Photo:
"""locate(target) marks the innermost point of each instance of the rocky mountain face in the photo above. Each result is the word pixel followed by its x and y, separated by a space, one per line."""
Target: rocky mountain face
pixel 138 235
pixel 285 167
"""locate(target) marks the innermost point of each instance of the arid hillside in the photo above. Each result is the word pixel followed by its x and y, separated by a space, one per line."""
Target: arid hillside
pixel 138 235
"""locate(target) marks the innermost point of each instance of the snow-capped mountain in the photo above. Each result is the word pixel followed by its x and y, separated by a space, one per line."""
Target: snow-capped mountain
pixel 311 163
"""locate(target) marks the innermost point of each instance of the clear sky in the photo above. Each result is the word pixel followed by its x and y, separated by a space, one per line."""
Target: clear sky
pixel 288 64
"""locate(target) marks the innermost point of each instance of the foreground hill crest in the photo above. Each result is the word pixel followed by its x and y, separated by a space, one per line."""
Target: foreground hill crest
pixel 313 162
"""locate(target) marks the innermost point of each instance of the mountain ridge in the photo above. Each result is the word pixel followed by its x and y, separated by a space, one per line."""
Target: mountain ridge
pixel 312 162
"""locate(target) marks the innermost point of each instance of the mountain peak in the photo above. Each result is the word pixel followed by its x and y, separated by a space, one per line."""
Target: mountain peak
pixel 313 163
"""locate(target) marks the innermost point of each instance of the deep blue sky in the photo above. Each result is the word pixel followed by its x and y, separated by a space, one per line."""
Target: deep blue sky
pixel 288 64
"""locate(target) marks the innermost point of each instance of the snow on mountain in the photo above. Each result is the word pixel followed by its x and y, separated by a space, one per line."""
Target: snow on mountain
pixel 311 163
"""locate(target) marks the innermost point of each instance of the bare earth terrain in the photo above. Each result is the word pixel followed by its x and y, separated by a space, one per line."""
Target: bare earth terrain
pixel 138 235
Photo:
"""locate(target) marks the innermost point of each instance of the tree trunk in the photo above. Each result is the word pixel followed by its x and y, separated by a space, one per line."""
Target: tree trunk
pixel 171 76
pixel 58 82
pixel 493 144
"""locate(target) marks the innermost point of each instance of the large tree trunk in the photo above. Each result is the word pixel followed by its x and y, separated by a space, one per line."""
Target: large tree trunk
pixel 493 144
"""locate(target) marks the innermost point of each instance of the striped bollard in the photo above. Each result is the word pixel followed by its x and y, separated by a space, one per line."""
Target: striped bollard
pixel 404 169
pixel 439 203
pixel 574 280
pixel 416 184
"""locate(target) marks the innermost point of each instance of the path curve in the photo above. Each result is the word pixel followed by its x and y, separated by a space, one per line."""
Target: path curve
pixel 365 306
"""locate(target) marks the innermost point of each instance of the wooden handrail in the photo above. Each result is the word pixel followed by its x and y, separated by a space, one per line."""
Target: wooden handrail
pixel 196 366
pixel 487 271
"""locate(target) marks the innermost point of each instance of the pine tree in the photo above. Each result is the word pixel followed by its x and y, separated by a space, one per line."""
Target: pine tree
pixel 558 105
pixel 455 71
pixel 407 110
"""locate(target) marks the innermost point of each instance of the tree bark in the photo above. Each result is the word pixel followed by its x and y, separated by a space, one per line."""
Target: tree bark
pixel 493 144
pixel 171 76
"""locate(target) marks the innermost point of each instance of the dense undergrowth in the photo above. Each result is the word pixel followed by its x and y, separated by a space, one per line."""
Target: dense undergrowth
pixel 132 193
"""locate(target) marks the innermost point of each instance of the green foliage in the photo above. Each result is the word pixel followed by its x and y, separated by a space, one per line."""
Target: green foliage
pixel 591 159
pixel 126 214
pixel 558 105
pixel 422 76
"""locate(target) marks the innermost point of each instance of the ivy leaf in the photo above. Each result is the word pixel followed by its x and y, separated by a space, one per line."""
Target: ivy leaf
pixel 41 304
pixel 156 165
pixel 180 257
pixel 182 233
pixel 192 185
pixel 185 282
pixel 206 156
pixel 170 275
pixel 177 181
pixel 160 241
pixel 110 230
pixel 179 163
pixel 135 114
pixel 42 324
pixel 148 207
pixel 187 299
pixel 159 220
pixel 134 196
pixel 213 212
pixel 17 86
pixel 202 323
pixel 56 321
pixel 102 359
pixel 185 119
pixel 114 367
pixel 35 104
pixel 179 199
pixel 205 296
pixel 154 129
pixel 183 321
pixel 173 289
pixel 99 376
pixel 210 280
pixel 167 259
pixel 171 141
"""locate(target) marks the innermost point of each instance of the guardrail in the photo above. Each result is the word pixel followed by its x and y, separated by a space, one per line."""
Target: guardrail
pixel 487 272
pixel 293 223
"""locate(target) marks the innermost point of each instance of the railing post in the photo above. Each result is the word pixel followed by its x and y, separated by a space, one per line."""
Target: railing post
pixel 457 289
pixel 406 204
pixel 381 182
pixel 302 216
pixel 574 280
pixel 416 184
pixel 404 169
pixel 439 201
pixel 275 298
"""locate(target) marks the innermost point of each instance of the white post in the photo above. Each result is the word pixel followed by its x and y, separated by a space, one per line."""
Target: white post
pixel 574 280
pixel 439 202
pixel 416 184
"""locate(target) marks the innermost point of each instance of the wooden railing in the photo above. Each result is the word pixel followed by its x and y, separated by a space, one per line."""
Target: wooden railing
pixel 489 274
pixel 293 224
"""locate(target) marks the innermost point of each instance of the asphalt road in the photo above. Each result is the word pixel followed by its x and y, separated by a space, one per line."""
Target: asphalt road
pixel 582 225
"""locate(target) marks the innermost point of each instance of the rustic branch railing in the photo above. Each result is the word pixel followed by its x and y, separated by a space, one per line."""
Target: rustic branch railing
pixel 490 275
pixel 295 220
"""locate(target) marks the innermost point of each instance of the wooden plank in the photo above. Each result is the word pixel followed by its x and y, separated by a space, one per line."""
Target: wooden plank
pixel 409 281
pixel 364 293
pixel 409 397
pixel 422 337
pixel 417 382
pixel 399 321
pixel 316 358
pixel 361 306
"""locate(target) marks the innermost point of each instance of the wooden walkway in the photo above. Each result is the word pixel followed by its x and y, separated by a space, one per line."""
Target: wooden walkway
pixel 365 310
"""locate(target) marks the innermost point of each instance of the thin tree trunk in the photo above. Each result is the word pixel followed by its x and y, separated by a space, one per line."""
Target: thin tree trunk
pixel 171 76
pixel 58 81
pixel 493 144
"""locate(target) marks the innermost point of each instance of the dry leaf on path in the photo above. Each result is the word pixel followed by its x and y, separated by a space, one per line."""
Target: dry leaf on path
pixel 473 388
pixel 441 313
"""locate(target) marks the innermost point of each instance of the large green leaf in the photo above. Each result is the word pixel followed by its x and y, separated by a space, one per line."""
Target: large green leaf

## Challenge
Return all of the records above word for word, with nothing changed, added, or left out.

## Correct answer
Photo:
"""locate(target) marks the innermost point of each instance of the rocky mountain face in the photo above. Each result is the word pixel followed by its x and y, separated by a space, one per line."""
Target: rocky mountain face
pixel 138 235
pixel 285 167
"""locate(target) marks the innermost point of each instance of the arid hillside in the photo above. Each result is the word pixel followed by its x and y, separated by a space, one per line."""
Target: arid hillside
pixel 138 235
"""locate(target) marks the innermost point of each instance of the snow-capped mountain in the photo above. Each result is the word pixel followed by its x and y, separated by a space, one per line."""
Target: snow-capped mountain
pixel 311 163
"""locate(target) marks the innermost point of each instance of the clear sky in the photo above. Each result is the word pixel followed by its x and y, separated by a space, one per line."""
Target: clear sky
pixel 288 64
"""locate(target) marks the innermost point of each instance of the foreground hill crest in the photo above. Each result is the word pixel followed by its x and y, separated by a space, one per line."""
Target: foreground hill crest
pixel 313 162
"""locate(target) marks the innermost point of each instance of the mountain ridge in the photo above. Each result is the word pixel followed by its x and y, separated by a space, one per line."""
Target: mountain ridge
pixel 312 162
"""locate(target) marks the innermost point of each instance of the mountain peak in the photo above. Each result is the word pixel followed by its x and y, separated by a space, one per line."""
Target: mountain peak
pixel 313 163
"""locate(target) marks the innermost point of each instance of the deep blue sky in the photo above. Each result is the word pixel followed by its x and y, separated by a space, one per line."""
Target: deep blue sky
pixel 288 64
"""locate(target) marks the innermost point of each instance of the snow on mountain in the photo above. Each result is the word pixel followed by its x and y, separated by a space, one per line."""
Target: snow on mountain
pixel 311 163
"""locate(target) marks the innermost point of each instance of the bare earth terrain in the photo above. Each result is the word pixel followed by its x and y, separated by a space, one per line."""
Target: bare earth terrain
pixel 138 235
Photo:
"""locate(target) marks the innermost point of each instance of the tree trunk in the photo above. Each result is the word pixel followed by its x and y, separated by a space, one per line."""
Target: tree trunk
pixel 171 76
pixel 58 82
pixel 493 144
"""locate(target) marks the innermost point of each instance of the large tree trunk in the photo above. Each result is the word pixel followed by its x and y, separated by a space, one per line."""
Target: large tree trunk
pixel 493 144
"""locate(target) marks the innermost point of each instance of the striped bollard in the photo above. Each result is the word pixel followed by its x and y, separated by a space, one per line."""
Target: striped bollard
pixel 404 169
pixel 439 203
pixel 574 280
pixel 416 184
"""locate(target) marks the innermost point of each instance of the path curve in the photo above. Each result is the word pixel followed by its x and y, separated by a space, one per line."""
Target: path curve
pixel 365 306
"""locate(target) marks the innermost point of each instance of the wooden handrail in the photo above. Each result is the word pixel followed by its x and y, separated by a space, one per line."""
Target: wooden handrail
pixel 196 366
pixel 487 271
"""locate(target) marks the innermost point of each instance of the pine tree in the photo above. Each result is the word pixel followed by its x and y, separated by a space, one per line."""
Target: pine tree
pixel 558 105
pixel 455 71
pixel 407 110
"""locate(target) marks the innermost point of each instance of the tree bark in the photo above. Each result is the word pixel followed by its x and y, separated by a space, one per line."""
Target: tree bark
pixel 493 144
pixel 171 76
"""locate(target) marks the innermost point of each instance of the dense undergrowth in the photo above. Each result is the word pixel followed by its x and y, separated by a space, one per line."""
Target: dense undergrowth
pixel 132 193
"""locate(target) marks the innermost point of each instance of the green foliage in the photo above. Each result is the word pixel followed by its x and y, separated by a space, one per line."""
Target: green foliage
pixel 591 159
pixel 126 214
pixel 558 105
pixel 422 76
"""locate(target) marks the innermost point of each instance of the ivy leaf in the photo above. Each result is the word pixel followed by its x and y, separated by a space, one per line."""
Target: ivy leaf
pixel 41 304
pixel 156 165
pixel 180 257
pixel 182 233
pixel 192 185
pixel 185 282
pixel 206 156
pixel 170 275
pixel 177 181
pixel 160 241
pixel 110 230
pixel 179 163
pixel 135 114
pixel 42 324
pixel 148 207
pixel 187 299
pixel 159 220
pixel 134 196
pixel 213 212
pixel 17 86
pixel 202 323
pixel 56 321
pixel 102 359
pixel 185 119
pixel 114 367
pixel 35 104
pixel 179 199
pixel 205 296
pixel 154 129
pixel 183 321
pixel 173 289
pixel 99 376
pixel 210 280
pixel 167 259
pixel 171 141
"""locate(target) marks the innermost point of each instance of the guardrail in the photo above. Each result is the word pixel followed by its x and y, separated by a space, one per line."""
Target: guardrail
pixel 487 272
pixel 293 223
"""locate(target) marks the innermost point of each instance of the railing post in the photo above. Each result is the word pixel followed by its x and y, separated by a space, one per line."""
Target: railing post
pixel 457 289
pixel 406 204
pixel 381 182
pixel 302 216
pixel 574 280
pixel 416 184
pixel 404 169
pixel 439 201
pixel 275 298
"""locate(target) marks the innermost point of each instance of the white post in the photo above. Each result is the word pixel followed by its x and y, separated by a space, one per line."""
Target: white post
pixel 574 280
pixel 439 202
pixel 416 184
"""locate(target) marks the innermost point of each instance of the wooden railing in the photo above. Each result is the word pixel followed by its x and y, separated by a space, one per line."""
Target: wooden railing
pixel 489 274
pixel 293 224
"""locate(target) marks the innermost point of each instance of the asphalt road in the photo above. Each result is the word pixel followed by its x and y, separated by a space, one per line."""
Target: asphalt road
pixel 582 225
"""locate(target) marks the innermost point of each instance of the rustic branch railing in the photo above. Each result is the word pixel followed by its x and y, separated by a space, one per line."""
Target: rustic branch railing
pixel 490 275
pixel 295 220
"""locate(target) marks the innermost point of each instance of the wooden plank in the photo above. Each result is the word pixel followed by its x and y, separated by a space, one per line."""
Target: wooden plank
pixel 409 281
pixel 364 293
pixel 409 397
pixel 422 337
pixel 417 382
pixel 399 321
pixel 316 358
pixel 361 306
"""locate(target) marks the innermost point of each instance of the wooden walkway in the photo above. Each result is the word pixel followed by its x and y, separated by a space, one per line."""
Target: wooden walkway
pixel 365 310
"""locate(target) marks the innermost point of each instance of the thin tree trunk in the photo above. Each result is the word pixel followed by its x and y, separated by a space, one per line."""
Target: thin tree trunk
pixel 171 76
pixel 58 81
pixel 493 144
"""locate(target) marks the innermost point of each instance of the dry leaf on path in the photo above. Each result is the word pixel followed by its x and y, separated by a space, one per line."""
Target: dry leaf on path
pixel 473 388
pixel 441 313
"""locate(target) marks the innermost point of each instance of the large green leaf in the photo above. Each result is the word pixel followed by its x and y, separated by a space, one per line."""
Target: large green leaf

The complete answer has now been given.